EXERCISE
Across the entries that follow, how many lines have the word "span" in them? Give only the number.

───

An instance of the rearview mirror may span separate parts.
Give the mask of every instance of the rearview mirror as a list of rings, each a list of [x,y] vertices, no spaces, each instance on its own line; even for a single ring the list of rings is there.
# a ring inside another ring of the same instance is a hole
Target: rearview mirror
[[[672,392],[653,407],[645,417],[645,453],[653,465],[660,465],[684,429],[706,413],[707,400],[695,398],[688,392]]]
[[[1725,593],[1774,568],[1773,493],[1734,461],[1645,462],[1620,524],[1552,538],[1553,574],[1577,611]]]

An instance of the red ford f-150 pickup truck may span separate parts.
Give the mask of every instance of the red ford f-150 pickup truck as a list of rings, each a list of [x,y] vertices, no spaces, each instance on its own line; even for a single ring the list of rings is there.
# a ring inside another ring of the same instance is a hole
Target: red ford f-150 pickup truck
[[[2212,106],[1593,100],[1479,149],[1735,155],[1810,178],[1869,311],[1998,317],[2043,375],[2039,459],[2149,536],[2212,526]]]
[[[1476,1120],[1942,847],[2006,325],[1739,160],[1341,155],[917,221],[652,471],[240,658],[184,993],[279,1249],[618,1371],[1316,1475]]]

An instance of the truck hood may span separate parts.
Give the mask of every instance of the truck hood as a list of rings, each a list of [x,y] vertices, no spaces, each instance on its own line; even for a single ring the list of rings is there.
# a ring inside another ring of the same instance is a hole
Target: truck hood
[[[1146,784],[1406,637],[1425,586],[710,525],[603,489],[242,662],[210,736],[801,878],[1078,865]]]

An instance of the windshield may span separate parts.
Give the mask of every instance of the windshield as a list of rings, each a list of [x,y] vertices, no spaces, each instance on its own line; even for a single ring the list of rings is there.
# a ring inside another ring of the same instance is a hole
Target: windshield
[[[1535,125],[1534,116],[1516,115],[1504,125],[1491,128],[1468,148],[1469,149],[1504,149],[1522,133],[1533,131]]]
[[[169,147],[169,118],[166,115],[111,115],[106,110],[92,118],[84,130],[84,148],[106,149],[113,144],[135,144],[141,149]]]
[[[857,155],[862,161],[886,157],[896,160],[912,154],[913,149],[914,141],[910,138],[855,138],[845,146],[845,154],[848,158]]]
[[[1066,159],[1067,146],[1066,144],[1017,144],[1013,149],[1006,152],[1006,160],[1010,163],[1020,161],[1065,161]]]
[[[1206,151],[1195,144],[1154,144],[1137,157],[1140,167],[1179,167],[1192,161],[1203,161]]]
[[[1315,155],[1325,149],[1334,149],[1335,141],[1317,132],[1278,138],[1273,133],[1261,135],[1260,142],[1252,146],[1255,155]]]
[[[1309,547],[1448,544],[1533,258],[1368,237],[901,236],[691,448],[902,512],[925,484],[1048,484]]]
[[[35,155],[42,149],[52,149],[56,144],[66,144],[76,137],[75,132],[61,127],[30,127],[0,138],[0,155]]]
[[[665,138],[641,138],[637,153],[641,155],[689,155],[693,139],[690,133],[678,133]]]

───

SOLUTION FOR THIS TASK
4